#### [Text section]
_ _ _ _

Elijah Earl and Clayton Moser, two Ithaca College senior psychology majors will be presenting their research on Thursday, March 31 at Poster Session #2. Their presentation, “THE ROLE COUNTERFACTUALS PLAY IN JUDGMENTS OF DISEASE ONSET,” is based on two years of research where they examined the connection between how people tend to think when they are diagnosed with diabetes, and how their thoughts or outlook regarding the diagnosis affect how other people perceive and support them. Elijah explained that the research revolved around the concept of counterfactuals. Counterfactuals are thoughts produced by a victim after a negative event which express an alternative situation that are either evaluatively better or worse than the actual event.

 

An evaluatively BETTER COUNTERFACTUAL is called an “upwards counterfactual,” and typically expresses ways in which the negative event might have been avoided. Upwards counterfactuals are typically prefaced by an “if only” statement. For example, “If only I had exercised, visited my doctor, and watched what I ate, I would not have been diagnosed with type 2 diabetes”.  An evaluatively WORSE COUNTERFACTUAL is called a “downwards counterfactual,” and typically expresses ways in which the negative event might have been worse. Downwards counterfactuals are typically prefaced by an “at least” statement. For example, “At least we caught my type 2 diabetes early, before I would have to lose limbs due to my disease.”

 

Elijah values his research experience because “the rise of type 2 diabetes is a big problem in America and will significantly affect the future of healthcare. The research process itself was also unique and educational, as I have been able to oversee a scientific study from conception to presentation, a rare experience in undergraduate research.”

_ _ _ _

[Saved entries]
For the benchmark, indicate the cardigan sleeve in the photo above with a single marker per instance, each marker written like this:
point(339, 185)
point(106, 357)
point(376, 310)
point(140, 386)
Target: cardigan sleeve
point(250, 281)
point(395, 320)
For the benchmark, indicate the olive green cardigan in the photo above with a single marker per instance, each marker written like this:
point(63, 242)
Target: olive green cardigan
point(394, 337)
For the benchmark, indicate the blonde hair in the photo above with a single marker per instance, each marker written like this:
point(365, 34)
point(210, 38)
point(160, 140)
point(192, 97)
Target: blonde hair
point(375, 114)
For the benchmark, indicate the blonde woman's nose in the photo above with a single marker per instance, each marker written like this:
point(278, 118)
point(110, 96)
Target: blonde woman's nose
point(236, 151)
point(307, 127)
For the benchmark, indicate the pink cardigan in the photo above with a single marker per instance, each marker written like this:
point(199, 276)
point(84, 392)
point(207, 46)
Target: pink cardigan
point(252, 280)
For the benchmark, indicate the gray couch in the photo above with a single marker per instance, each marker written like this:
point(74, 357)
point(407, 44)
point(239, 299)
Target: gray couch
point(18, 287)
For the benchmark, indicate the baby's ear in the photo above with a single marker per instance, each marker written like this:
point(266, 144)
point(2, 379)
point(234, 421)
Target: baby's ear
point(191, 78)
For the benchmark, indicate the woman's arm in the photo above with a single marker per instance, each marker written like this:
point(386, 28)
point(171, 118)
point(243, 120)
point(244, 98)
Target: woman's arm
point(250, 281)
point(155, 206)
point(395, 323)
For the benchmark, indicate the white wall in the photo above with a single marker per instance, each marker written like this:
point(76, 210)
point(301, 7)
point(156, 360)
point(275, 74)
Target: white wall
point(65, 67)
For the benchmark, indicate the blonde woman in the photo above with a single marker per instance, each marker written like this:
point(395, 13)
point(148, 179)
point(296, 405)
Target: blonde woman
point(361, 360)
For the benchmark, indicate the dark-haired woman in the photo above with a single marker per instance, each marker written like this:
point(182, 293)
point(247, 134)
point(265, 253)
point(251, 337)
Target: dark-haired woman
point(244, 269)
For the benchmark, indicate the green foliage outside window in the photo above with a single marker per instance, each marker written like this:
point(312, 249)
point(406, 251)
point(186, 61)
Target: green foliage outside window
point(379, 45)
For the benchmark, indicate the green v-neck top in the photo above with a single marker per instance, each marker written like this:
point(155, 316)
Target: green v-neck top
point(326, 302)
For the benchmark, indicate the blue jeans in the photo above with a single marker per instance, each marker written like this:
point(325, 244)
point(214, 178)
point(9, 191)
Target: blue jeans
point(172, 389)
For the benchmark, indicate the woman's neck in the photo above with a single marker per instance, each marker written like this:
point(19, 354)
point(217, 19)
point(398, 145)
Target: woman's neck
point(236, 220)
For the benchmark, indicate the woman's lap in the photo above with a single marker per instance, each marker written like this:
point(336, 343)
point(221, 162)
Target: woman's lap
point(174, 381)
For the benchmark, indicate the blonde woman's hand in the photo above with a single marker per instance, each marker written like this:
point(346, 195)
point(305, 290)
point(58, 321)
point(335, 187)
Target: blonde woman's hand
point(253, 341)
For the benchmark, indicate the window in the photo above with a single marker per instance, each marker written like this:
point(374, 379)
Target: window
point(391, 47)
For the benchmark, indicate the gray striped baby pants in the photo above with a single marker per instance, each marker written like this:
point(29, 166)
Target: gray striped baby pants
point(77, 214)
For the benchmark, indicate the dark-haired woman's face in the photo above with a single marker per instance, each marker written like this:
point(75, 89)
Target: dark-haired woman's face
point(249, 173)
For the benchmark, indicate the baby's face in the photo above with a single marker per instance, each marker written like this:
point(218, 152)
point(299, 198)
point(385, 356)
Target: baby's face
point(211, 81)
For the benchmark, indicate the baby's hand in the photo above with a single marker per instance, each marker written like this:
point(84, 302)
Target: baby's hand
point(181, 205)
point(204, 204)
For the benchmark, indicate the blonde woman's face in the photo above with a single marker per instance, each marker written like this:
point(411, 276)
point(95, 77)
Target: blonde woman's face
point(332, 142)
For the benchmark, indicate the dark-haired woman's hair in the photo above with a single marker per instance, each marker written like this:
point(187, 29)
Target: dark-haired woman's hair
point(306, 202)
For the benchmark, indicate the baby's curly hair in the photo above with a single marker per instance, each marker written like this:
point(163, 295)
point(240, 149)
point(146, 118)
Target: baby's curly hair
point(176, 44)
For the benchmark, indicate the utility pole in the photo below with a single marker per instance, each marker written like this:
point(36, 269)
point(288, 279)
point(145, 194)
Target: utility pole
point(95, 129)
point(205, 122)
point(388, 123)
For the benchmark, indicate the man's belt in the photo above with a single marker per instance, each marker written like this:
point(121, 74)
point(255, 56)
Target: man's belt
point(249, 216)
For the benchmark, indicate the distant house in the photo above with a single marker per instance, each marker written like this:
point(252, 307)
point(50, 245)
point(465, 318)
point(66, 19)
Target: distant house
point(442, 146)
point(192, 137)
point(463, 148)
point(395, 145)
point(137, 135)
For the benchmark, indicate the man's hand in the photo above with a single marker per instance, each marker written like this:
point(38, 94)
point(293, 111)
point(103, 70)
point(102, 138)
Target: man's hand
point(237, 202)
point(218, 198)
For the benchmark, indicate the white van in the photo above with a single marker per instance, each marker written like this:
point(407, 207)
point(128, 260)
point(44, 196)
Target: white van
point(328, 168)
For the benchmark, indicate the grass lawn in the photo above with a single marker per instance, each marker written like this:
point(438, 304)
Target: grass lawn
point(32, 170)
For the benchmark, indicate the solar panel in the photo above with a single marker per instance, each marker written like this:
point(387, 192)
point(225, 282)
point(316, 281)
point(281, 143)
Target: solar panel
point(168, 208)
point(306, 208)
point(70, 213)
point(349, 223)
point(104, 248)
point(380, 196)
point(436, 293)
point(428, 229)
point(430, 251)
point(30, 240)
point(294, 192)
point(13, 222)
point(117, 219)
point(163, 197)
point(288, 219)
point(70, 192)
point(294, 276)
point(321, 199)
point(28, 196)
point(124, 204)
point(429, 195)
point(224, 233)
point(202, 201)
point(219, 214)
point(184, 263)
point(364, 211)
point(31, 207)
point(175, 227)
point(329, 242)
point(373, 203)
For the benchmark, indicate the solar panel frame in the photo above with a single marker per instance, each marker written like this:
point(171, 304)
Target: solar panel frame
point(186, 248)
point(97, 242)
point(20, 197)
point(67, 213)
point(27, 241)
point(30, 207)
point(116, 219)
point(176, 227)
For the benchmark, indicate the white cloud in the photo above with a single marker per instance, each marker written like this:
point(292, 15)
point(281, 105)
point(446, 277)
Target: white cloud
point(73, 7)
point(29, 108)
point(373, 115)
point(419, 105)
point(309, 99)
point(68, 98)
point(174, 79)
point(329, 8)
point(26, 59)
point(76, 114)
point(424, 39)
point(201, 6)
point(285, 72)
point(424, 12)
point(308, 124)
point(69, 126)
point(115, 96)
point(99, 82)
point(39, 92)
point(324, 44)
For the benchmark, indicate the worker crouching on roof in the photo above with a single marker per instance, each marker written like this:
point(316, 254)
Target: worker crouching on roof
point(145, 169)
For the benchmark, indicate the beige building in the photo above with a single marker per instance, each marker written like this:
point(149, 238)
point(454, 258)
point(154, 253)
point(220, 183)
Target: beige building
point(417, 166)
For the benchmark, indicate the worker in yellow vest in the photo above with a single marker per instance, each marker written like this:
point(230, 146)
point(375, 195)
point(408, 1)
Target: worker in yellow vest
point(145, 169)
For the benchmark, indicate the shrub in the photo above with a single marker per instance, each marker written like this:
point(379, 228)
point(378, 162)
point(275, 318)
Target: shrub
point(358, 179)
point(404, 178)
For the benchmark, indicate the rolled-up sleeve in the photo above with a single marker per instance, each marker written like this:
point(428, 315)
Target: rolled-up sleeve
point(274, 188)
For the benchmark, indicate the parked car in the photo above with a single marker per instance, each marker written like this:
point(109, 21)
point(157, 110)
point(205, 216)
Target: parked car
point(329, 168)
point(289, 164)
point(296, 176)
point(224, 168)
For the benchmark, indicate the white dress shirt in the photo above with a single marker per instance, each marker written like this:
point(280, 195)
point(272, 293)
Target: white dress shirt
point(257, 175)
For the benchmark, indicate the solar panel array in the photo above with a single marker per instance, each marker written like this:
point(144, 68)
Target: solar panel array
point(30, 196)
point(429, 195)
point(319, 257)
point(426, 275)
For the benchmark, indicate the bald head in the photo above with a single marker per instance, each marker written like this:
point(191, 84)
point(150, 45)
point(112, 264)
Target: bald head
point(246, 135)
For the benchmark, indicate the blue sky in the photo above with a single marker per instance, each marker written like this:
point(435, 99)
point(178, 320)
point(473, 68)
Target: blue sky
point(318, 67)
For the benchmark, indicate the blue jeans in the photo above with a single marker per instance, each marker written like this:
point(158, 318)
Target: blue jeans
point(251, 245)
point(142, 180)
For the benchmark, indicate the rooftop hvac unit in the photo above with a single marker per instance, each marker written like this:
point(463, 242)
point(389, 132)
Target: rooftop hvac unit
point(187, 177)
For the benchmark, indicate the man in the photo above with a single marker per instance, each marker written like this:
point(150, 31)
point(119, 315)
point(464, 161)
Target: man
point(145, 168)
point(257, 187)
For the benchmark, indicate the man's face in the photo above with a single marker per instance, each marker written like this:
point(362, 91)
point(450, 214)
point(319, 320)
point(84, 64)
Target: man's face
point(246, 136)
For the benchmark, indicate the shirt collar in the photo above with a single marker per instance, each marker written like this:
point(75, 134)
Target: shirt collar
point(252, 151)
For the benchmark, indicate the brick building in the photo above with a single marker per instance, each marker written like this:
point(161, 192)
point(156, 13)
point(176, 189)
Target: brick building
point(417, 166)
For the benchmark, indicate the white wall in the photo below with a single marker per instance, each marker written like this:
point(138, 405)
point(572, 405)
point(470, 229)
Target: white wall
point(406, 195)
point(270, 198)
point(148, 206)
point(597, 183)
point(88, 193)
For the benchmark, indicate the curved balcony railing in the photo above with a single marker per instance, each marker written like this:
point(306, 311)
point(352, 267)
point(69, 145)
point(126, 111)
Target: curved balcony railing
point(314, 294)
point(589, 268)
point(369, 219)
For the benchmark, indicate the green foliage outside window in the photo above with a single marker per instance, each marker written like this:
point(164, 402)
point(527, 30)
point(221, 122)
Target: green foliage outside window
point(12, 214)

_ _ _ _

#### [Description of the task]
Reproduce the text about the counterfactuals research in full, word for word.

#### [Task answer]
Elijah Earl and Clayton Moser, two Ithaca College senior psychology majors will be presenting their research on Thursday, March 31 at Poster Session #2. Their presentation, “THE ROLE COUNTERFACTUALS PLAY IN JUDGMENTS OF DISEASE ONSET,” is based on two years of research where they examined the connection between how people tend to think when they are diagnosed with diabetes, and how their thoughts or outlook regarding the diagnosis affect how other people perceive and support them. Elijah explained that the research revolved around the concept of counterfactuals. Counterfactuals are thoughts produced by a victim after a negative event which express an alternative situation that are either evaluatively better or worse than the actual event.

 

An evaluatively BETTER COUNTERFACTUAL is called an “upwards counterfactual,” and typically expresses ways in which the negative event might have been avoided. Upwards counterfactuals are typically prefaced by an “if only” statement. For example, “If only I had exercised, visited my doctor, and watched what I ate, I would not have been diagnosed with type 2 diabetes”.  An evaluatively WORSE COUNTERFACTUAL is called a “downwards counterfactual,” and typically expresses ways in which the negative event might have been worse. Downwards counterfactuals are typically prefaced by an “at least” statement. For example, “At least we caught my type 2 diabetes early, before I would have to lose limbs due to my disease.”

 

Elijah values his research experience because “the rise of type 2 diabetes is a big problem in America and will significantly affect the future of healthcare. The research process itself was also unique and educational, as I have been able to oversee a scientific study from conception to presentation, a rare experience in undergraduate research.”